TEXT TO READ:

Recession? 13 signs it's here

Thu, Feb 21 2008, 10:07 GMT
by David Karsbøl

Saxo Bank


Whether or not a full-scale recession is on the way is the question on everybody’s lips in 2008. Saxo Bank’s Head of Strategy, David Karsbøl, believes it is already upon us. Taking 13 key indicators, David Karsbøl, one of MoneyWeek's top 10 tipsters of 2007, explains why 2008 looks certain to bring a recession to the economy.

1. Bank credit is drying up. Banks are becoming more reluctant to issue high-risk mortgages with stories on tighter lending terms now appearing on a regular basis. This is a follow on from the credit crunch, with banks now being more conservative in their lending and appraisal standards. They are tightening their lending policies and it is generally more difficult for homeowners to finance new homes.

2. The number of months of supply of US houses for sale is at 9-10 compared to 4-5 historically. This suggests that prices could continue lower by at least 10-15%, but probably more. This figure shows the estimated amount of time it would take to sell the number of houses currently on the market in the US. At the moment this is double what would normally be expected, something that reflects a significant downward pressure on prices. Added to this is the increase in people owing more on their homes than what they are worth - the number will increase further and more homes will be repossessed by lenders.

3. Household finances are maxed out. Financial obligations as a percentage of disposable income are at all-time highs. This means that income is not being entirely spent, but rather it is increasingly being used to pay back interest on already existing loans. The result of this is that even if rates are low, consumers may not be willing to borrow, hence the expected economic stimulation will not happen as they will have no where to turn to with the new money. There are no new asset bubbles to replace the housing market and so there is no obvious destination for leveraged investments among the general population.

4. US M1 Money Supply Growth Year-on-Year has been below zero since mid-2006. This means that credit creation has apparently stopped or part of it has stopped which is a negative sign after a sustained period of strong money supply growth.

5. The Unemployment Rate has stopped dropping in the US. The figure is now at 4.9% compared to 4.5% at the end of 2006. This is what we believe usually happens when the housing market has topped we feel that the unemployment rate could go as high as 8% over the next two years, which is one indication of a recession to come.

6. S&P500 Earnings Growth Year-on-Year is now negative (-8%) after seeing double-digit growth every single month since 2002. Growth premium in stocks should be smaller now than previously, which is an indication that both businesses and consumers are scaling down on consumption.

7. Eurozone Retail Sales Year-on-Year at the beginning of February was -2%. This figure is the lowest in the measures history, i.e. since 1996. This is an obvious sign of economic slowdown and is further reflected in the poor Consumer confidence figures, of which more later.

8. US Chain Store Sales growth is dropping significantly. The 13-week average is approaching all-time lows. This is a key economic marker and these disappointing figures point squarely at a slowdown.

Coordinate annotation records
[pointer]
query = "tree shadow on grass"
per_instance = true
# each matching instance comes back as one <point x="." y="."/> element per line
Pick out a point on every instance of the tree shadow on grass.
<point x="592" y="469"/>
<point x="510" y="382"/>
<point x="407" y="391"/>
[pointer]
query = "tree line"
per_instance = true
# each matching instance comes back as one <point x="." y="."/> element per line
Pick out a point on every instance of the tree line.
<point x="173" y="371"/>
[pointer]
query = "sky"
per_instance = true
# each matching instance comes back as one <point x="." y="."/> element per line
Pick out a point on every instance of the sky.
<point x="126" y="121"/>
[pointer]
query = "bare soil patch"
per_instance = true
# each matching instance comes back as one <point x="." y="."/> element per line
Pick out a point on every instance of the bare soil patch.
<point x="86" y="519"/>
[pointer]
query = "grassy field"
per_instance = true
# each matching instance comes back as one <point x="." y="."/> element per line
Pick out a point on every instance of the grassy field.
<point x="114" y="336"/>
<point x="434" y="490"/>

* * *

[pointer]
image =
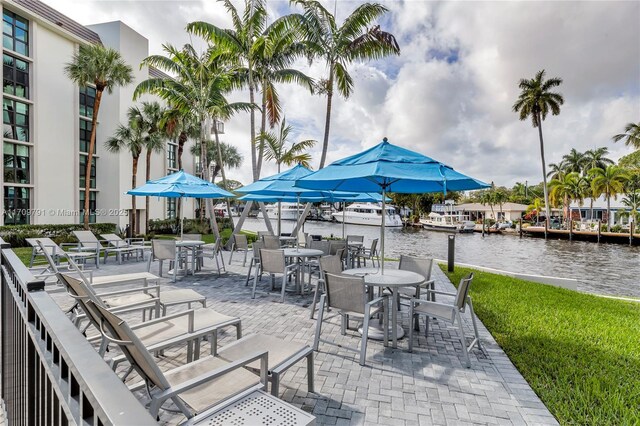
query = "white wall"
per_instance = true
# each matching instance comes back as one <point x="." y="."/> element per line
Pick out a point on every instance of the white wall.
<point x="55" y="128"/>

PROBLEM TO SOLVE:
Please answer these questions from the recession article above:
(a) What is the current US unemployment rate, and what was it at the end of 2006?
(b) Since when has US M1 money supply growth year-on-year been below zero?
(c) How many months of supply of US houses for sale are there now, and how many historically?

RESULT FOR THIS TASK:
(a) 4.9% now, compared to 4.5% at the end of 2006.
(b) Since mid-2006.
(c) 9-10 months now, compared to 4-5 historically.